**Given task**
Give as a numbered list, with blank lines left out, the lines of the material from the line containing "locate stainless steel" through the line containing "locate bare branch", including both of those lines and nothing else.

**Records for this task**
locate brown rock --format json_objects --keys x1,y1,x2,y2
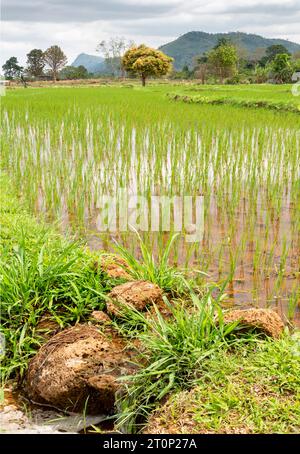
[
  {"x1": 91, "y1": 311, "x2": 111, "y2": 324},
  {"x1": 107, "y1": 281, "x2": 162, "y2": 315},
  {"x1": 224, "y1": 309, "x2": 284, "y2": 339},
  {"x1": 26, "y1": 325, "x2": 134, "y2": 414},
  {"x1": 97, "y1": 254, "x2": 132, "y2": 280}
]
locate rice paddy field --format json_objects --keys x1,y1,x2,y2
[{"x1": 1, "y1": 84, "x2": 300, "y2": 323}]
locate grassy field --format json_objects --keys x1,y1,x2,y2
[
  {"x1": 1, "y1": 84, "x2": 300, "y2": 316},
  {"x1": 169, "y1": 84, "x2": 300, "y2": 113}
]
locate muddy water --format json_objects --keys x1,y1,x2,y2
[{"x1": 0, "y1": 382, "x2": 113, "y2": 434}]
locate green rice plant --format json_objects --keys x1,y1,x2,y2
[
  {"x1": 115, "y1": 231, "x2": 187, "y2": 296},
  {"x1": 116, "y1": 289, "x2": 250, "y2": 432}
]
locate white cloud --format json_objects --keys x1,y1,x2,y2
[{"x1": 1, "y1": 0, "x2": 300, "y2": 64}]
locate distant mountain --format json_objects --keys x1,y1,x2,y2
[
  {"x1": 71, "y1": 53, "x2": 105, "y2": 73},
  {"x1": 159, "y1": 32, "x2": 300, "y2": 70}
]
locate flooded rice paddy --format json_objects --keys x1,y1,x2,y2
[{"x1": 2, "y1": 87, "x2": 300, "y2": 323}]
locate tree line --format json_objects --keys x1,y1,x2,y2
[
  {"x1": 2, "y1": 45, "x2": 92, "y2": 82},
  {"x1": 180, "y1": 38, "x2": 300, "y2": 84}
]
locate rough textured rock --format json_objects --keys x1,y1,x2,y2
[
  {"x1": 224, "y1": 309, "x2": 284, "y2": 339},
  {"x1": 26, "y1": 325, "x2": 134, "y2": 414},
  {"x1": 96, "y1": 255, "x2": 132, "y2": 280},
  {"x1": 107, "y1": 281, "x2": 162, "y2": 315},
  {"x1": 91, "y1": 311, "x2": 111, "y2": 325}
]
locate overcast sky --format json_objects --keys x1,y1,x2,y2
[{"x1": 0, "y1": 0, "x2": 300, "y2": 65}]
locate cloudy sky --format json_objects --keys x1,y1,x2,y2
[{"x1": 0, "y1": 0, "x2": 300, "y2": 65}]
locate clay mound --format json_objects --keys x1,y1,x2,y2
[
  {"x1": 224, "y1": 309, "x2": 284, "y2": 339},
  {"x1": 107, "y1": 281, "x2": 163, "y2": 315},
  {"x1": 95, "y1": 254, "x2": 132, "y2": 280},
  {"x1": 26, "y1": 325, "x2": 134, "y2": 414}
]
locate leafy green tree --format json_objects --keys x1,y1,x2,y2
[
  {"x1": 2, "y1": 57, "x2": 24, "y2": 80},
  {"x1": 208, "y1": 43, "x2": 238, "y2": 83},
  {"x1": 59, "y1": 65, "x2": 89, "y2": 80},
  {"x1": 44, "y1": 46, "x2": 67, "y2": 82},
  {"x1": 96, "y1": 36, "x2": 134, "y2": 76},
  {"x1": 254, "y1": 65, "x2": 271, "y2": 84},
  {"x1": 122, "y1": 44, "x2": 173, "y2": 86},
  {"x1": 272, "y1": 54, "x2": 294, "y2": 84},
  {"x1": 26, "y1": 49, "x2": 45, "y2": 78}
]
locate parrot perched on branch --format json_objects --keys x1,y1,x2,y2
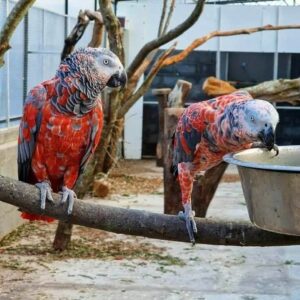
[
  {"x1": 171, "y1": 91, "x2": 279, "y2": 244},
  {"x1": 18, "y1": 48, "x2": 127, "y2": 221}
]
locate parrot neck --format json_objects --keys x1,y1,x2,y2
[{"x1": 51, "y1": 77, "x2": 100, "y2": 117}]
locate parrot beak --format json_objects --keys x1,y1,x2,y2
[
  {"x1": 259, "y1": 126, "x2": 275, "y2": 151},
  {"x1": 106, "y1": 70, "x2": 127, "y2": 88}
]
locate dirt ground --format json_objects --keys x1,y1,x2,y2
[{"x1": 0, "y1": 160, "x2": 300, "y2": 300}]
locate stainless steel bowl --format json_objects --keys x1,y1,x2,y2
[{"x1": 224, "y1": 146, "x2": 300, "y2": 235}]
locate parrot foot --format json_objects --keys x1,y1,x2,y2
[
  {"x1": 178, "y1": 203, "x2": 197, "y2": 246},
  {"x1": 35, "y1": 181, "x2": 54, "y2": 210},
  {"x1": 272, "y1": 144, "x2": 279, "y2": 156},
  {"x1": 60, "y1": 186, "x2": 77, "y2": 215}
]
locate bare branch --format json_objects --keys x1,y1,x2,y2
==
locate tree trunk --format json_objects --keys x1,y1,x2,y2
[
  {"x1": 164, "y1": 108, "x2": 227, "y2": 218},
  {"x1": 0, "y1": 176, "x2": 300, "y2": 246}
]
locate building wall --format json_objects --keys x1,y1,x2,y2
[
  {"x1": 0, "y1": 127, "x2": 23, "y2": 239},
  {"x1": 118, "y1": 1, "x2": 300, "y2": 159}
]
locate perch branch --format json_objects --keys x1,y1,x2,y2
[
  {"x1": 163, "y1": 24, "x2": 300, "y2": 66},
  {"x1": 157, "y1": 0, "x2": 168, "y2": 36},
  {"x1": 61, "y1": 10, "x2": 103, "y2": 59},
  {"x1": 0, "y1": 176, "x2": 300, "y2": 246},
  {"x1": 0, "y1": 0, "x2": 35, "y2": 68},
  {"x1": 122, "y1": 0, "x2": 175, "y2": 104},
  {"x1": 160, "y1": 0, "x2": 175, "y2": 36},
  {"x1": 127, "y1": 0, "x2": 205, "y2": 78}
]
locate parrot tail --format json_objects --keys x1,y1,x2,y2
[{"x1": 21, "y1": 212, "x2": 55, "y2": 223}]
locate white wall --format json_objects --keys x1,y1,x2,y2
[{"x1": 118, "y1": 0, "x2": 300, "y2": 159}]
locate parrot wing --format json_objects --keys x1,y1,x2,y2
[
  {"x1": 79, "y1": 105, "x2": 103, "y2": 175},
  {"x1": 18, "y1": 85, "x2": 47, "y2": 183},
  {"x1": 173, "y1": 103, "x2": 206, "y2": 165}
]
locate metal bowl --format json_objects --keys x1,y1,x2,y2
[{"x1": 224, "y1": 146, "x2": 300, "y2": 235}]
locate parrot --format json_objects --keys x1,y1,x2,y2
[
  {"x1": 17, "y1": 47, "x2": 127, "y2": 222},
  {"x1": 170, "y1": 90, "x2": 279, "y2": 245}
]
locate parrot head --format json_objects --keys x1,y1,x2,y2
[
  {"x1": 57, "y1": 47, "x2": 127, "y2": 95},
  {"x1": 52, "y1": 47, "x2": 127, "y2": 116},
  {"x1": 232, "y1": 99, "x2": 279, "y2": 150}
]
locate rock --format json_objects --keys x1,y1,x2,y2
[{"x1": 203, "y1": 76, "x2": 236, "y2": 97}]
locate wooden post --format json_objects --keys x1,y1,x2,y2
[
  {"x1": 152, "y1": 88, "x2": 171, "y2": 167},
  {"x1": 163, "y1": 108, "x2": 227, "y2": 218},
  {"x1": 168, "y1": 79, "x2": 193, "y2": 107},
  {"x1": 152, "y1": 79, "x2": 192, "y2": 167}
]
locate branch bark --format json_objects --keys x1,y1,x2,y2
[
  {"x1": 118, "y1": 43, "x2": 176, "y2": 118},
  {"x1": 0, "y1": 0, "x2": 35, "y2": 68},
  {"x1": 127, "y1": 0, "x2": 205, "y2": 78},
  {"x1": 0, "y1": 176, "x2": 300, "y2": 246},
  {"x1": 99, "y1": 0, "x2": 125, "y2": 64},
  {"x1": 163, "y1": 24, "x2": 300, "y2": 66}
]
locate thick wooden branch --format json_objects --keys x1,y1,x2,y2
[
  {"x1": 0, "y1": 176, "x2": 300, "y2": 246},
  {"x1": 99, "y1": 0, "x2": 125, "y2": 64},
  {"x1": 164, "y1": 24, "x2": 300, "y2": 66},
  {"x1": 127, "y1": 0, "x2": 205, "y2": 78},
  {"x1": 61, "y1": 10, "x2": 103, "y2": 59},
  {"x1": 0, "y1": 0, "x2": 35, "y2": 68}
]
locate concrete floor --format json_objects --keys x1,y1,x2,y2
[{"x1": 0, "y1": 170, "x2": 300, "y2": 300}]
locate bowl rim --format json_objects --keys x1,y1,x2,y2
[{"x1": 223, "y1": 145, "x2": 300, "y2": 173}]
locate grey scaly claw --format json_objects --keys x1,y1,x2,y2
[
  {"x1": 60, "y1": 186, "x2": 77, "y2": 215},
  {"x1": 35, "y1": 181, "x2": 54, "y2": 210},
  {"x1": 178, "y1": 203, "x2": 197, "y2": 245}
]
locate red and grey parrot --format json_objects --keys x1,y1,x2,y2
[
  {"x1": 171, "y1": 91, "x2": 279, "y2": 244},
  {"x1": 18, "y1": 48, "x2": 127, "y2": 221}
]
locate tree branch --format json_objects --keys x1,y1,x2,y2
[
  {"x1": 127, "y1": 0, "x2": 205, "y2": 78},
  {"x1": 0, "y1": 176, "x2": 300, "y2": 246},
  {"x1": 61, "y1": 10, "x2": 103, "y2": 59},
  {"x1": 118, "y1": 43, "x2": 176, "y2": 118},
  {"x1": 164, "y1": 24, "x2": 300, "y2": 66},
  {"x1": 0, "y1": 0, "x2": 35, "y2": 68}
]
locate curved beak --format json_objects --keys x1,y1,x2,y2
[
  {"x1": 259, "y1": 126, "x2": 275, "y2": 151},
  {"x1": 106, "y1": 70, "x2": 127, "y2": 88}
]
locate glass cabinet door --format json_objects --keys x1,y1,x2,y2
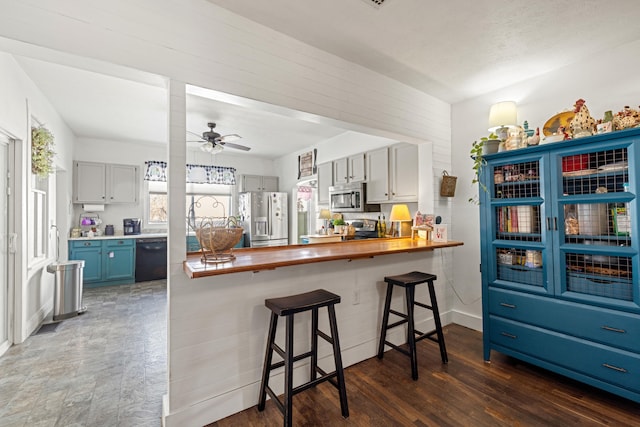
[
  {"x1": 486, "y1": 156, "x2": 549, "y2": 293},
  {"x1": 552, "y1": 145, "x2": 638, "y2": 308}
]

**The result**
1. locate stainless steel bowl --format json_objects --keys x1,y1,x2,y2
2. [{"x1": 224, "y1": 146, "x2": 300, "y2": 235}]
3. locate parrot foot --format json_objects --keys x1,y1,x2,y2
4. [
5.   {"x1": 178, "y1": 203, "x2": 197, "y2": 246},
6.   {"x1": 35, "y1": 181, "x2": 54, "y2": 210},
7.   {"x1": 272, "y1": 144, "x2": 279, "y2": 156},
8.   {"x1": 60, "y1": 186, "x2": 77, "y2": 215}
9. ]
10. locate bare branch --format json_objects --keys x1,y1,x2,y2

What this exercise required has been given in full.